## [TASK DETAILS]
Return, word for word, only the lines from the one containing "One point lands on each instance of the electrical" through the last line of the entries.

+ + +

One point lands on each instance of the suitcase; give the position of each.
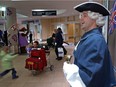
(37, 61)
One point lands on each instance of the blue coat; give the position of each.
(93, 59)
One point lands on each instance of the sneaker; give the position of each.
(15, 77)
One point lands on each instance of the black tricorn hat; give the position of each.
(94, 7)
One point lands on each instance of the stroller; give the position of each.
(50, 42)
(37, 60)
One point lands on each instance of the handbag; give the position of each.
(60, 52)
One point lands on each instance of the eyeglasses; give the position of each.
(83, 15)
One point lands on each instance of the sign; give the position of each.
(43, 13)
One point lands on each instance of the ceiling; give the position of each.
(24, 7)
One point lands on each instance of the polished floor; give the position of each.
(46, 78)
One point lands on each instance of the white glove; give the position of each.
(71, 72)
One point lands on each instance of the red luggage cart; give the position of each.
(37, 60)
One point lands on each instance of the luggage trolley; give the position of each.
(38, 60)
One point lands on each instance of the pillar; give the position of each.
(11, 27)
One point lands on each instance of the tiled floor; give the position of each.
(46, 78)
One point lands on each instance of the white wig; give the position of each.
(100, 19)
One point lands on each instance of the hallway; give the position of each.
(46, 78)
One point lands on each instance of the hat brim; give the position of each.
(94, 7)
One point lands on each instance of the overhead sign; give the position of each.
(43, 13)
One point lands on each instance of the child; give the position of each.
(29, 48)
(6, 62)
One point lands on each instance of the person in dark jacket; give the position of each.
(92, 64)
(59, 43)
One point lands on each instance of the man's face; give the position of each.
(86, 22)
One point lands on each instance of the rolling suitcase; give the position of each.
(37, 61)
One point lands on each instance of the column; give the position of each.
(12, 29)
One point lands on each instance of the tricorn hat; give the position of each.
(92, 6)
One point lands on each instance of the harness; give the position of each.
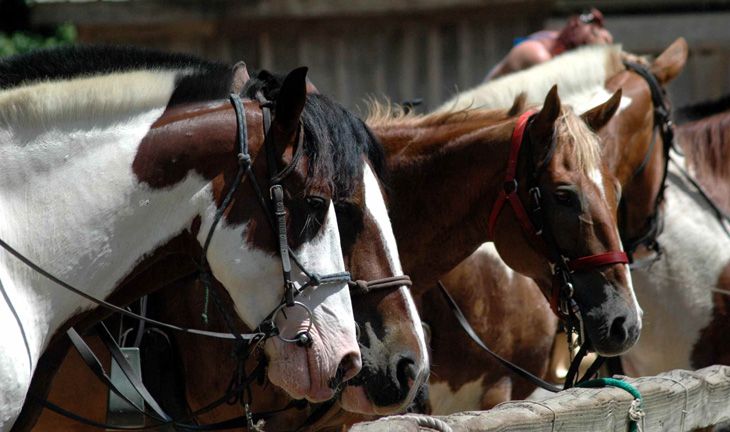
(663, 124)
(562, 297)
(531, 219)
(246, 343)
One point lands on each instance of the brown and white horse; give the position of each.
(506, 308)
(446, 170)
(692, 275)
(114, 158)
(394, 351)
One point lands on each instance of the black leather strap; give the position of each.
(506, 364)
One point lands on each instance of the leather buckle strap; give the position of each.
(510, 186)
(598, 260)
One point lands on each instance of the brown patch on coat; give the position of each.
(712, 346)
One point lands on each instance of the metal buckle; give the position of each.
(302, 338)
(510, 186)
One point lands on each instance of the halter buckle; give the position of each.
(510, 186)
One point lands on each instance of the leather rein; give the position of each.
(246, 343)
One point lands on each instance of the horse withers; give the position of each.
(132, 153)
(491, 295)
(390, 332)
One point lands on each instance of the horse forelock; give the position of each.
(578, 73)
(706, 144)
(585, 143)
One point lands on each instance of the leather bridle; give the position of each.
(531, 219)
(664, 125)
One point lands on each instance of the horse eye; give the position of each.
(316, 203)
(565, 197)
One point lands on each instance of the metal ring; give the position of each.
(309, 314)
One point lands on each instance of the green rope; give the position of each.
(636, 412)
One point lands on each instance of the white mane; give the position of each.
(86, 98)
(580, 75)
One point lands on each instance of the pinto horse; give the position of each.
(152, 132)
(391, 338)
(429, 157)
(492, 296)
(693, 273)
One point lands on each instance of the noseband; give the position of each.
(663, 123)
(531, 220)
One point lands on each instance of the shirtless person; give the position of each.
(585, 29)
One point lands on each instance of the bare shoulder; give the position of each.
(528, 53)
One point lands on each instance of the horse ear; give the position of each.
(670, 62)
(290, 102)
(544, 123)
(599, 116)
(311, 88)
(240, 77)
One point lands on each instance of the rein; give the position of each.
(246, 342)
(561, 300)
(663, 123)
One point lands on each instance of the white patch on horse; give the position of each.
(444, 400)
(695, 252)
(376, 207)
(577, 73)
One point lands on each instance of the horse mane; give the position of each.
(585, 142)
(700, 110)
(114, 79)
(197, 79)
(579, 74)
(706, 144)
(385, 114)
(335, 130)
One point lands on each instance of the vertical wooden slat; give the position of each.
(407, 75)
(340, 65)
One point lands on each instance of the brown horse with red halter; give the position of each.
(635, 150)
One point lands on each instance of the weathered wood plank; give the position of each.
(674, 401)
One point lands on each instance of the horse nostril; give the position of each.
(405, 372)
(618, 329)
(349, 366)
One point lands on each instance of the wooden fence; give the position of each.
(679, 401)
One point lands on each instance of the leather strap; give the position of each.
(509, 191)
(598, 260)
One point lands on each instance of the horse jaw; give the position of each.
(256, 288)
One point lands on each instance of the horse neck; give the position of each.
(706, 143)
(445, 181)
(74, 202)
(696, 250)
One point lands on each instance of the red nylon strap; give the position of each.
(510, 174)
(591, 261)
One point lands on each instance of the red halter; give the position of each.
(509, 194)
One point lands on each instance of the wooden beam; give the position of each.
(673, 401)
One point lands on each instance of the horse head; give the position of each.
(637, 147)
(242, 251)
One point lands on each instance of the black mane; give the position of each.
(201, 80)
(335, 139)
(343, 135)
(702, 109)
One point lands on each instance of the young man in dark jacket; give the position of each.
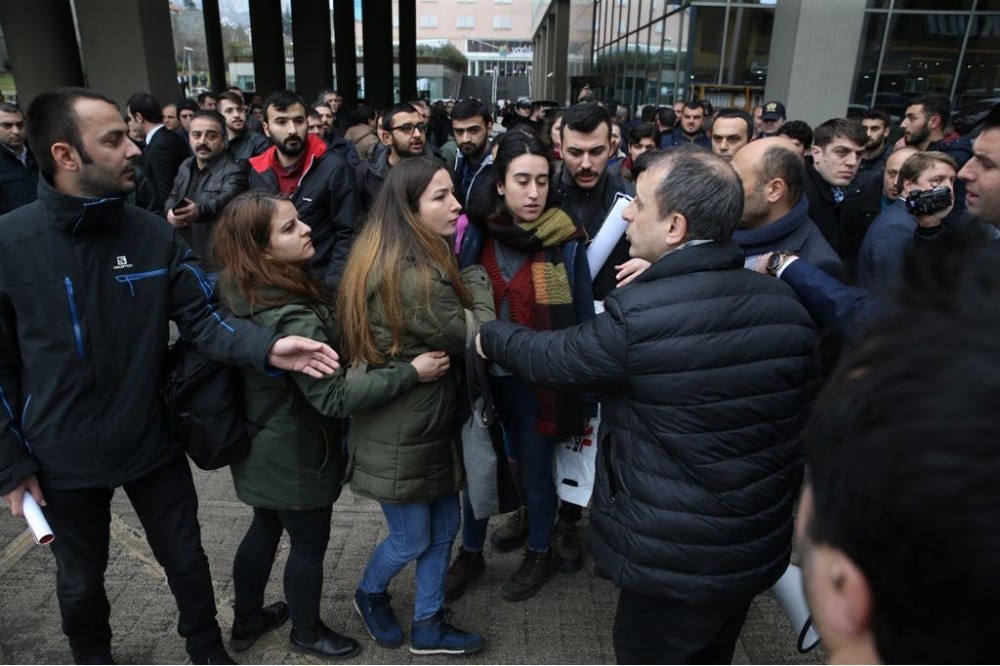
(18, 171)
(318, 181)
(702, 366)
(88, 284)
(204, 185)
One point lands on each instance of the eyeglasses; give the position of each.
(409, 127)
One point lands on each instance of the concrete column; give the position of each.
(41, 27)
(376, 31)
(311, 47)
(560, 81)
(814, 56)
(344, 48)
(408, 50)
(551, 56)
(268, 46)
(135, 55)
(213, 44)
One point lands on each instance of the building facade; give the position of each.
(819, 56)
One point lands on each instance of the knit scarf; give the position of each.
(539, 295)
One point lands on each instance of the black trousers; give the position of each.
(309, 533)
(167, 506)
(656, 630)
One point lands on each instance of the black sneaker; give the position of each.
(536, 569)
(463, 570)
(513, 533)
(248, 627)
(566, 544)
(322, 641)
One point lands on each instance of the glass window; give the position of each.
(934, 5)
(978, 85)
(706, 30)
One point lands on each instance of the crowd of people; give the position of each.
(779, 307)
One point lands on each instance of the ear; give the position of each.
(66, 156)
(841, 594)
(774, 190)
(676, 229)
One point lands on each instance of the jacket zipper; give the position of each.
(77, 330)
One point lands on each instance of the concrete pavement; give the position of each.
(569, 621)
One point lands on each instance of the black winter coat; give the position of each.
(87, 288)
(226, 178)
(702, 367)
(326, 199)
(161, 158)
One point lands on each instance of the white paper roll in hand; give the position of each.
(36, 520)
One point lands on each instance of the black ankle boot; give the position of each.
(248, 627)
(322, 641)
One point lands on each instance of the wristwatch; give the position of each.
(776, 261)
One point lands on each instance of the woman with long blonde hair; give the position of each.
(292, 475)
(403, 294)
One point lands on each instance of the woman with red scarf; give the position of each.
(535, 256)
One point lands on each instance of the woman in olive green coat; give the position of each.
(294, 470)
(403, 294)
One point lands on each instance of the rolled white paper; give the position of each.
(608, 235)
(790, 596)
(36, 521)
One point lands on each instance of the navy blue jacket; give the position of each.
(792, 232)
(702, 368)
(87, 288)
(880, 258)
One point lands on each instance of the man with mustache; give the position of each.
(317, 180)
(924, 127)
(472, 124)
(205, 183)
(404, 134)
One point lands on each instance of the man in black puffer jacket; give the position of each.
(703, 368)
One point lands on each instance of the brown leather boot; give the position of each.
(536, 569)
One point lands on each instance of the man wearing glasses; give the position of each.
(318, 181)
(404, 134)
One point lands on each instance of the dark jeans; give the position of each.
(167, 506)
(656, 630)
(534, 452)
(309, 533)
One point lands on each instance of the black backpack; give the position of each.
(205, 408)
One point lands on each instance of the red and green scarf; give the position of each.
(540, 296)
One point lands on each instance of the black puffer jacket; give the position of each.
(702, 367)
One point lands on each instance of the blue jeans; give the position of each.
(423, 532)
(534, 452)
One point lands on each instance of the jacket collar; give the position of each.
(78, 214)
(713, 256)
(315, 149)
(770, 233)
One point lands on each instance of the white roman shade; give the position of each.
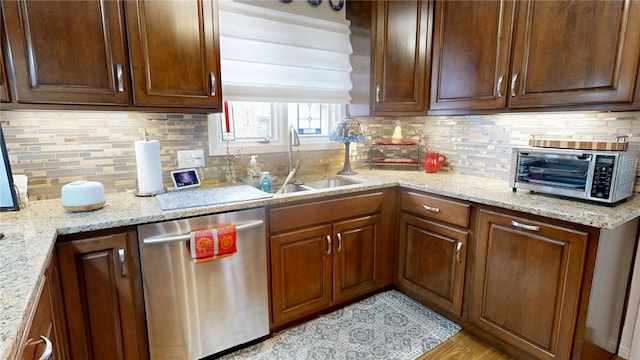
(278, 56)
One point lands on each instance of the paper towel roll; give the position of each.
(149, 166)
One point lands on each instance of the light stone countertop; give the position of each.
(31, 232)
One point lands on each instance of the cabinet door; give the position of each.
(354, 259)
(44, 322)
(401, 57)
(575, 52)
(67, 52)
(300, 272)
(103, 297)
(432, 261)
(173, 47)
(527, 279)
(4, 81)
(471, 52)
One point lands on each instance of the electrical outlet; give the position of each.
(190, 158)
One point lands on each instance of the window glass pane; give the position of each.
(252, 120)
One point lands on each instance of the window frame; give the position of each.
(278, 143)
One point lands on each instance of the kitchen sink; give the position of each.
(329, 183)
(316, 185)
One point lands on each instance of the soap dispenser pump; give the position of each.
(253, 170)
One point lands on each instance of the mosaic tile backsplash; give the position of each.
(54, 148)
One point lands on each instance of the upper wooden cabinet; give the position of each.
(568, 52)
(174, 53)
(401, 51)
(161, 55)
(535, 54)
(68, 52)
(5, 95)
(471, 48)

+ + +

## [SOLUTION TO THIS TASK]
One point lands on each instance of the electrical outlet; give the position of each.
(190, 158)
One point lands on each instance of the window glass pane; give the position of each.
(252, 120)
One point lands on each instance of the window frame; give the position of each.
(278, 143)
One point lands on each instance of the kitchen sink; give the position of each.
(329, 183)
(316, 185)
One point lands on each instance of the soap dispenser pump; give the position of each.
(253, 170)
One point lands on each instance of the mosaic tile backsplash; give the position of each.
(54, 148)
One point lands on each instance of the upper wooden cabinet; give the position of each.
(568, 52)
(174, 53)
(401, 51)
(161, 55)
(535, 54)
(68, 52)
(5, 95)
(471, 48)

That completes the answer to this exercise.